• _INFORMATION SHOWN_
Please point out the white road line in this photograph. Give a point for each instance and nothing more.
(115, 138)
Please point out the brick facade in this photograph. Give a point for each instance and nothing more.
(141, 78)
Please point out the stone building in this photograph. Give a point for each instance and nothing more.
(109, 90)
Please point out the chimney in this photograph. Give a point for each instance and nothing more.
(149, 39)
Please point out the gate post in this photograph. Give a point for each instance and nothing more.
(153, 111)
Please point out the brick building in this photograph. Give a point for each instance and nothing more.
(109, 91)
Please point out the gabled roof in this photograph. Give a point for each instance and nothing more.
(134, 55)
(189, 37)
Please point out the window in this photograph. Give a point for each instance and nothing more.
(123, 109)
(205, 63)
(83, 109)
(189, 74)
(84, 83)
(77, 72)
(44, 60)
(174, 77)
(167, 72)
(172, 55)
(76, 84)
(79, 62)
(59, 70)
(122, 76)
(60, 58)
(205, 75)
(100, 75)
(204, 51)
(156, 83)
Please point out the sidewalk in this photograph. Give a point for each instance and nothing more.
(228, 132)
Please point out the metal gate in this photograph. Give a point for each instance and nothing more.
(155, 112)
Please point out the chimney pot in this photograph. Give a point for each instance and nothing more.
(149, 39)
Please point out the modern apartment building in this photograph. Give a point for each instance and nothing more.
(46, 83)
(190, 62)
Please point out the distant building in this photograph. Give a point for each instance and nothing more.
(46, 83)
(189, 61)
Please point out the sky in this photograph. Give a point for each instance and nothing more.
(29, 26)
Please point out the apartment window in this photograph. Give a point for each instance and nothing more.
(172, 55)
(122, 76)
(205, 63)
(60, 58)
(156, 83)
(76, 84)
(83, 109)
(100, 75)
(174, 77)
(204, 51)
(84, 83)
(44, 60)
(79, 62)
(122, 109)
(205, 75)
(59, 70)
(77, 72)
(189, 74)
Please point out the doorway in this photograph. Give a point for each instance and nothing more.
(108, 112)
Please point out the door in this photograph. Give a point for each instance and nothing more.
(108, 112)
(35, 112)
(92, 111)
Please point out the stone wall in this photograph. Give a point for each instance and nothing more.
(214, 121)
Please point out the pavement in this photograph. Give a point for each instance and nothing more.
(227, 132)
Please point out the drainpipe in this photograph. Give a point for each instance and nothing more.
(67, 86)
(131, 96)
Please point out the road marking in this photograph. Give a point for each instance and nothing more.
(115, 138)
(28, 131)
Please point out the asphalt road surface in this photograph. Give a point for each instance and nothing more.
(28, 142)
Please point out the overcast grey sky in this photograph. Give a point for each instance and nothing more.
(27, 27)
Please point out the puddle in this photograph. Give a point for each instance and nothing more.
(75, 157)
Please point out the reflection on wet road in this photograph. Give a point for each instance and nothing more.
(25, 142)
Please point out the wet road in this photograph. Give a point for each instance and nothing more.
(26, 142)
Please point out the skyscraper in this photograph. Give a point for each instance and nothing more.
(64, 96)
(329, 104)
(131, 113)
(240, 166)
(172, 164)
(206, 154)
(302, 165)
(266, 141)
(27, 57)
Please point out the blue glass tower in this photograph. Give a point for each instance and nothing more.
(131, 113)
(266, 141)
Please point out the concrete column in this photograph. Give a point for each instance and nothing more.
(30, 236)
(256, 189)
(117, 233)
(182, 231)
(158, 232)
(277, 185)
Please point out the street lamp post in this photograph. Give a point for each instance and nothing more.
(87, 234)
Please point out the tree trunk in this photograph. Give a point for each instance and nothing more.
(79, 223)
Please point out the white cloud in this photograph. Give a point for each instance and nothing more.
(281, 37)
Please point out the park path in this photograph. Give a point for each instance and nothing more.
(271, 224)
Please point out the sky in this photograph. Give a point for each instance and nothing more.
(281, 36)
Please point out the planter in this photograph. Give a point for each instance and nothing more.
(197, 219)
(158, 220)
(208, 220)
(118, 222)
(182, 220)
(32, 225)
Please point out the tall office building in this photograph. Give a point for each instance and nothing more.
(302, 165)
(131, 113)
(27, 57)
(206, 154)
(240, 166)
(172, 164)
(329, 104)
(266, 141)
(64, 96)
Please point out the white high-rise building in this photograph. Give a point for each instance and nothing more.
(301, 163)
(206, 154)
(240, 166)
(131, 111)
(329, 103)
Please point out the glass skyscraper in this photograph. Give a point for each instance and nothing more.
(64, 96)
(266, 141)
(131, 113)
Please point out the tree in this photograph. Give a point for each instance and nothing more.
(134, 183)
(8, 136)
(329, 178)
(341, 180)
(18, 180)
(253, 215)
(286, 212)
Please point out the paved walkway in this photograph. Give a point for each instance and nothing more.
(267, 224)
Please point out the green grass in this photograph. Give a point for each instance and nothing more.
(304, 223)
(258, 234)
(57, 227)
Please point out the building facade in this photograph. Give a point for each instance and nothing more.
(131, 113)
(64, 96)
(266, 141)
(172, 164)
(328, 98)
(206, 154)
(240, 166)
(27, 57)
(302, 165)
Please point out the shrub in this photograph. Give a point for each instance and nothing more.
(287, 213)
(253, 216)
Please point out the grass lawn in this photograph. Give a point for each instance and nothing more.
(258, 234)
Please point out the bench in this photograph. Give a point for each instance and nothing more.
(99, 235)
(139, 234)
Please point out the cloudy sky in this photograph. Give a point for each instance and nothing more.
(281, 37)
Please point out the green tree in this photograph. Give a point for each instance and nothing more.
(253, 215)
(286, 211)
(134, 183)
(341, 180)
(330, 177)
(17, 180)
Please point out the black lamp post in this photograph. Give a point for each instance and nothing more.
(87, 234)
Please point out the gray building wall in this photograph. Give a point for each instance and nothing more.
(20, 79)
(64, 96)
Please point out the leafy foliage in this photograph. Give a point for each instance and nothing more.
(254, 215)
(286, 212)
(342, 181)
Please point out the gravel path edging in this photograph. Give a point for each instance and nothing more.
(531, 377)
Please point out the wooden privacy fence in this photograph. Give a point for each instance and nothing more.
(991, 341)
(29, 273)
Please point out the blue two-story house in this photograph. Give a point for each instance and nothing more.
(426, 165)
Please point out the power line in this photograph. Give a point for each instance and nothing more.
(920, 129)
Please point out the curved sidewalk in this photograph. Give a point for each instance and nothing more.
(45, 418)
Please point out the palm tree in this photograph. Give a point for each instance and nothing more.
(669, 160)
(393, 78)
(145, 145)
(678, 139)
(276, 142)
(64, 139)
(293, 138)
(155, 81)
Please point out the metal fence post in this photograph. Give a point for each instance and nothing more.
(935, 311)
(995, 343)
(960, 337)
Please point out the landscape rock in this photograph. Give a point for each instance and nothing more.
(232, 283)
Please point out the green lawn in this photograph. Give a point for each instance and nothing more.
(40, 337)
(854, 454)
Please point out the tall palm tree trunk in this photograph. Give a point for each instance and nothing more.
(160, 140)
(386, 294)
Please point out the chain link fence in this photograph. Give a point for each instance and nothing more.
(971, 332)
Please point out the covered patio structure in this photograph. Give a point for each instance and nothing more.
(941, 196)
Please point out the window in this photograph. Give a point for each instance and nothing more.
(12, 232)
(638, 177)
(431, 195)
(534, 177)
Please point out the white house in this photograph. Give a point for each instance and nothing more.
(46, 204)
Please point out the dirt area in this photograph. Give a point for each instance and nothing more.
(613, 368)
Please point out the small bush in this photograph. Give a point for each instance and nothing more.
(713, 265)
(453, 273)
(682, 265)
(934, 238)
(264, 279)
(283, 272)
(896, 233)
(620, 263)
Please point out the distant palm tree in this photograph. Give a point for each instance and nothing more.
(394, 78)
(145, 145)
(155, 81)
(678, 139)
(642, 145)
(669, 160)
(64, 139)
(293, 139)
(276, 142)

• _EXERCISE PROMPT_
Your task is to transcribe the line containing "Please point out the covered" and every line after it, through the last line of the data, exactly as written and with nothing more.

• _RESULT FOR THIS TASK_
Please point out the covered patio structure in this photograph. Give a point for each instance and nothing more.
(941, 196)
Please point out the window in this photograph. Give a point for each instance and nothing more.
(12, 232)
(638, 177)
(431, 195)
(534, 177)
Please point out the white house in this photograph. Give a point for each instance and nothing more.
(46, 204)
Please point out the dirt area in this photograph. Give a point for each instance and nothing more.
(613, 368)
Please point out the small bush in this photograph. Give a point for each instance and nothing more.
(713, 265)
(453, 273)
(682, 265)
(934, 238)
(264, 279)
(283, 272)
(896, 233)
(620, 263)
Please point out the distant palm tree in this photograph. Give a point for each instance and nothing more.
(394, 78)
(145, 145)
(155, 81)
(678, 139)
(642, 145)
(669, 160)
(64, 139)
(293, 139)
(276, 142)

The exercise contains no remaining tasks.